Exercise description |
Reproduce the part of the riding clinic notes that starts at "GM demonstrated the" and stops after "horse when jumping.", word for word.

Selected excerpt |

########################################

Both groups today warmed up on the flat, with exercises at the posting trot and canter, practicing be with the motion and behind the motion of the horse.  Most of the time, you want to ride with the motion, but occasionally, you may want to be slightly behind, as would come in handy later when the riders started over the liver pool.  They included some lateral work to improve their horses’ straightness, alternating btw shoulder in and haunches in as well.  They performed these exercises each direction, then started over a single cavaletti set down the long side nearest the auditors.  This is used to regulate the rhythm.  If the horse speeds up, you need to resist them, half-halt, if the drop back, LEG!  They progressed to two cavaletti, then on to three cavaletti, continuing to be straight and maintain their rhythm.  The horses need to be active and lively, using leg to hand, NOT faster NOR longer.

In the first session, he demonstrated using Lillie Keenan and her mount, the pulley rein to stop (or regulate speed), in the second group, he had them use it to turn tightly.  In the case of the former, if you are tracking right, you set your inside hand at the base of the neck (in the “pocket”) and you pull on your outside rein, higher for jumpers, lower for hunters.  To turn if you were tracking right and executing a half turn in reverse, you would set your left hand in the pocket and lift and pull your right rein.  To increased the intensity, you slid your “set” hand over the neck a little.  This is a GREAT tool.

GM demonstrated the automatic release and proper body position back and forth over a low two stride set on the short side of the ring.  Each time when GM rides a participant’s horse, he is sure to check the tack, girth, stirrup length, etc.  He is sure to shorten his stirrups from his flat stirrups to jumping stirrups, this is key to being able to stay with the motion of the horse when jumping.

After warming the horses up over the 2-stride in and out, he had them introduce the liver pool on the diagonal.  He was sure they started a little behind the motion, and ready to use their aids, leg, cluck, spur, stick, if their horses bulked or spooked.  He was a wee disappointed when the first group went, he said, “these horses are too easy, how dreary!  Let’s get some tough ones out here.”   There were a few more issues in the second group, but quickly and properly resolved with out too much excitement.

########################################

Provided data |
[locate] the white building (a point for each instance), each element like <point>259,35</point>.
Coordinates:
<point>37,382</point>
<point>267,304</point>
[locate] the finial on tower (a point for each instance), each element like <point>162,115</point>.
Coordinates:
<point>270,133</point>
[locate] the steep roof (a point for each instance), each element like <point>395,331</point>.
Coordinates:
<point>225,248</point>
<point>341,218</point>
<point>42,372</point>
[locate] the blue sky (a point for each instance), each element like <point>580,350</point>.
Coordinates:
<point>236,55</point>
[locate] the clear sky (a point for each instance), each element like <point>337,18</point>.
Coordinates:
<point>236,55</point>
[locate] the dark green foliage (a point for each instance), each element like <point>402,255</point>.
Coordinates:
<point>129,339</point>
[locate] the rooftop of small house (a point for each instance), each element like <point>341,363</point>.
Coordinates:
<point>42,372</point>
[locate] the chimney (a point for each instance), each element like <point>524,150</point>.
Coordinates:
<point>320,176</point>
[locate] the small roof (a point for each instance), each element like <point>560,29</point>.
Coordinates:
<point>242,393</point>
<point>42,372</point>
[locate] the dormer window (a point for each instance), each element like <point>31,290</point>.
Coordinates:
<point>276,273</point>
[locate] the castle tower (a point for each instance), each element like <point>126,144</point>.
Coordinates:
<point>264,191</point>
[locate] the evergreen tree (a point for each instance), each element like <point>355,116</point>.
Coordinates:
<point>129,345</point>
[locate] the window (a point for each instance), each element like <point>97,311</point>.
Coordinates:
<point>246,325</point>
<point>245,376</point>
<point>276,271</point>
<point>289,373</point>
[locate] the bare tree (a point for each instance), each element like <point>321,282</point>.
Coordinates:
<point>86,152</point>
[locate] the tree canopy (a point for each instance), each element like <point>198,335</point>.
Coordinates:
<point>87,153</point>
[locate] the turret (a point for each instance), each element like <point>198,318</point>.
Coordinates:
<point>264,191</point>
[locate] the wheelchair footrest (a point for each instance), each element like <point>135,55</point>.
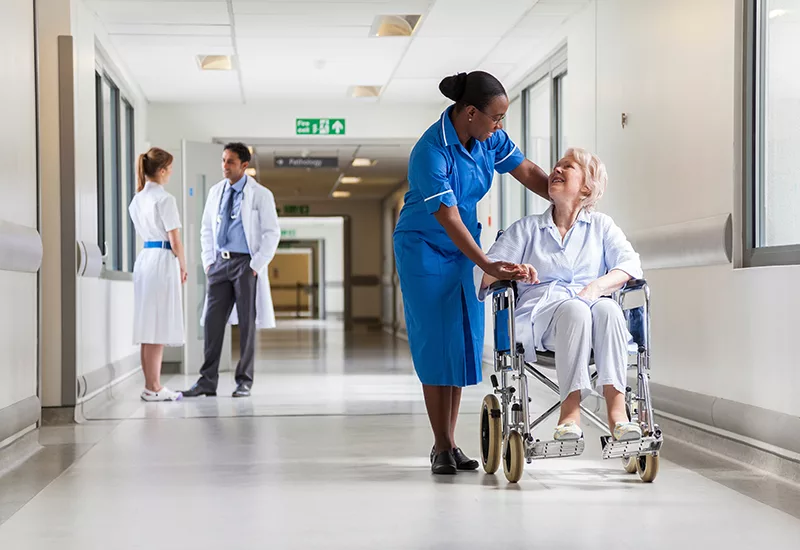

########################################

Exercise result |
GM demonstrated the automatic release and proper body position back and forth over a low two stride set on the short side of the ring.  Each time when GM rides a participant’s horse, he is sure to check the tack, girth, stirrup length, etc.  He is sure to shorten his stirrups from his flat stirrups to jumping stirrups, this is key to being able to stay with the motion of the horse when jumping.